Work to do —
Take the line that contains "the ice formation" as the first and the last line of the material as the final one; set down exactly the lines in that span.

Source records —
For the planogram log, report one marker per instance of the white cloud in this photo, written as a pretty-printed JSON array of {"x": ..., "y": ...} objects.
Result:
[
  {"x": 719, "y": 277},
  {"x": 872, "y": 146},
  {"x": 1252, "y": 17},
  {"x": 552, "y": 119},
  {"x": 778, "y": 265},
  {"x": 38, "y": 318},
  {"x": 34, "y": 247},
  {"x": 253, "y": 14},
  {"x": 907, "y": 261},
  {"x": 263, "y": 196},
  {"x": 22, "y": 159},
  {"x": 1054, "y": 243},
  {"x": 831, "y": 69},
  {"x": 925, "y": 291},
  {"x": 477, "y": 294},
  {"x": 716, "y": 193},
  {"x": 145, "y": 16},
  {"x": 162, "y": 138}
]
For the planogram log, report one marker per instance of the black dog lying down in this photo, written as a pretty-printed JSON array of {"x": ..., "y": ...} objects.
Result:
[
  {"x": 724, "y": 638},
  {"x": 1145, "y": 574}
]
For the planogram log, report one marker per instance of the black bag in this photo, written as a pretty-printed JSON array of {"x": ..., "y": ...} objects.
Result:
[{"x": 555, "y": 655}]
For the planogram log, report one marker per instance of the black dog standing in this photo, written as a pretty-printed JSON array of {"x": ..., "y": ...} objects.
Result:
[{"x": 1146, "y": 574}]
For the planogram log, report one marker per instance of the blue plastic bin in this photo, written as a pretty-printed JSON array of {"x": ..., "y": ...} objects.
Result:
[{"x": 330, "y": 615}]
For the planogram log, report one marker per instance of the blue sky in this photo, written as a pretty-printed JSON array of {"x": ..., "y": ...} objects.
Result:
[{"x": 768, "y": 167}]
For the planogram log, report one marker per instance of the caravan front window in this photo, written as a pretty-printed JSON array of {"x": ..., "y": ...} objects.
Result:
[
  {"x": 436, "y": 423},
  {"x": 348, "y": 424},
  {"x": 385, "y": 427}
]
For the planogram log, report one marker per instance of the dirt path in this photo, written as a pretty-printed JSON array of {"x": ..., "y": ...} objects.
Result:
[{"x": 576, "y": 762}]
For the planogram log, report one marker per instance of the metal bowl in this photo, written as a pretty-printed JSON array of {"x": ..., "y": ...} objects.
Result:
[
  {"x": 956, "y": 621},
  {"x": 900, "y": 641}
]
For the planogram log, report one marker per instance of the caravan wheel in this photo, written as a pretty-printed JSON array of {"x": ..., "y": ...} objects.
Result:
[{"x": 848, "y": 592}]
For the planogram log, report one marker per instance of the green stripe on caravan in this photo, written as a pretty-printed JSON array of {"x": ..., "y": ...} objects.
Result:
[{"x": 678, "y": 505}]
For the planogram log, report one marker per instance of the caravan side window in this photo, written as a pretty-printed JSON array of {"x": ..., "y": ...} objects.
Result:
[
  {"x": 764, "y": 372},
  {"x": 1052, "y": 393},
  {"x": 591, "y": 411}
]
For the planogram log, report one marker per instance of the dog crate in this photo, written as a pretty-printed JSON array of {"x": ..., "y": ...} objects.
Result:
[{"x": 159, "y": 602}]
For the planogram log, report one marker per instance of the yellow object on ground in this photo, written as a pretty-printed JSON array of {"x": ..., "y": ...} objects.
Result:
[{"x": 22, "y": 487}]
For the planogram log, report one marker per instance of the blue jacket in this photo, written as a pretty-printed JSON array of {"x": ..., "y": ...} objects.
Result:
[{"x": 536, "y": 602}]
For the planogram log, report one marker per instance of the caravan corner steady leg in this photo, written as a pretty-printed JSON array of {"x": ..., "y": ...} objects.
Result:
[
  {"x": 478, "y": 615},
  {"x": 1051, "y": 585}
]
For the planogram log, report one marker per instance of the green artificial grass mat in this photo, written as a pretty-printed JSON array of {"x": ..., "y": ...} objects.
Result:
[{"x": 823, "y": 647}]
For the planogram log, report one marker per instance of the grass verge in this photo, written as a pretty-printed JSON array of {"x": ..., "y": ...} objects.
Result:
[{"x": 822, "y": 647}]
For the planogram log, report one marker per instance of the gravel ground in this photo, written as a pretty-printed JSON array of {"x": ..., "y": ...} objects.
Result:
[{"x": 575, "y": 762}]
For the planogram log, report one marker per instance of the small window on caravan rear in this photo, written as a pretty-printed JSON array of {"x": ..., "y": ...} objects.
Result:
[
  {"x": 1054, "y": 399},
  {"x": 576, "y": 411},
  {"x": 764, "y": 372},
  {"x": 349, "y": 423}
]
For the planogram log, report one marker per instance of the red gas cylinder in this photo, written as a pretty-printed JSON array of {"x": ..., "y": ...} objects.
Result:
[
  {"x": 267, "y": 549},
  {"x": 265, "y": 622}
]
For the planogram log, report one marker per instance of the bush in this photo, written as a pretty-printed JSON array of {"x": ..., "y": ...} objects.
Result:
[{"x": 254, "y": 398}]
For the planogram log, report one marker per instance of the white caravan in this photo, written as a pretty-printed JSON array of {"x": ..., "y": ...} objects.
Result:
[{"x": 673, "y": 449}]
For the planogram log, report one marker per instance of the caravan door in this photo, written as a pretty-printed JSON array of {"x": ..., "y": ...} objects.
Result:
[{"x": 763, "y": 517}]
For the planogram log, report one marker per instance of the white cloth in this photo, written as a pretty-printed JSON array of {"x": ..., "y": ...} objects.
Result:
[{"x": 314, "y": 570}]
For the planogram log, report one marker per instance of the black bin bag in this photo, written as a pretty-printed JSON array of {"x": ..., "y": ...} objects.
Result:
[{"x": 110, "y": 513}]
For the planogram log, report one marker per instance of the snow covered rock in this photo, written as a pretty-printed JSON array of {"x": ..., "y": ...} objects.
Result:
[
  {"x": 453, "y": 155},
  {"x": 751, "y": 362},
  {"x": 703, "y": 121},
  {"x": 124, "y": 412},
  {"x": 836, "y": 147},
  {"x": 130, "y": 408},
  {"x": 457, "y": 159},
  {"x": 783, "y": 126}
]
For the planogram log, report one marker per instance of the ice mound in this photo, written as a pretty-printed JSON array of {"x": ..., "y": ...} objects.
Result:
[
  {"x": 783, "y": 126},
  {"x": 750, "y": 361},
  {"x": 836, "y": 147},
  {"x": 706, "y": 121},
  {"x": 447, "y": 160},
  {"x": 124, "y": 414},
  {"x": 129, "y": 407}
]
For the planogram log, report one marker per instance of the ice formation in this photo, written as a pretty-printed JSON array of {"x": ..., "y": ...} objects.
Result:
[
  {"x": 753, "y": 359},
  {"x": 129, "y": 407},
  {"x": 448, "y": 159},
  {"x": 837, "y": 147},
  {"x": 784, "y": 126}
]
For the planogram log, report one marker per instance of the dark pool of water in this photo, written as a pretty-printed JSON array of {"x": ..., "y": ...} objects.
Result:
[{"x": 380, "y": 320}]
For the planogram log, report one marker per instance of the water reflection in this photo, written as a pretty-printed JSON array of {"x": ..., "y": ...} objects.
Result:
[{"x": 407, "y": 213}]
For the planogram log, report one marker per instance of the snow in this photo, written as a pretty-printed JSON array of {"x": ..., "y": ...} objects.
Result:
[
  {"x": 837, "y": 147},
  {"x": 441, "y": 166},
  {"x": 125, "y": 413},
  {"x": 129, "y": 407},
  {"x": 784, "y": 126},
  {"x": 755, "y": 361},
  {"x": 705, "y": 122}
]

Output of the task —
For the planogram log, report one marker per instance of the ice formation in this photo, written as a pretty-printed JSON array of {"x": ..., "y": ...} objects.
Result:
[
  {"x": 753, "y": 359},
  {"x": 129, "y": 407},
  {"x": 448, "y": 159},
  {"x": 837, "y": 147},
  {"x": 784, "y": 126}
]
For the planogram log, report one marker per instance of the dark pool of water in this photo, written as a pretty-printed JSON array of {"x": ..., "y": ...} objects.
Result:
[{"x": 380, "y": 320}]
For the planogram log, report one marker per instance of the water reflection in this photo, written as a pretty-printed JSON array of {"x": ..., "y": ...} objects.
Result:
[{"x": 407, "y": 213}]
For the planogram log, report one marker per instance of the snow in this photo, written as a pretty-printed JSON array of {"x": ..., "y": ...} objects.
Result:
[
  {"x": 837, "y": 147},
  {"x": 441, "y": 166},
  {"x": 125, "y": 413},
  {"x": 129, "y": 407},
  {"x": 784, "y": 126},
  {"x": 755, "y": 361},
  {"x": 705, "y": 122}
]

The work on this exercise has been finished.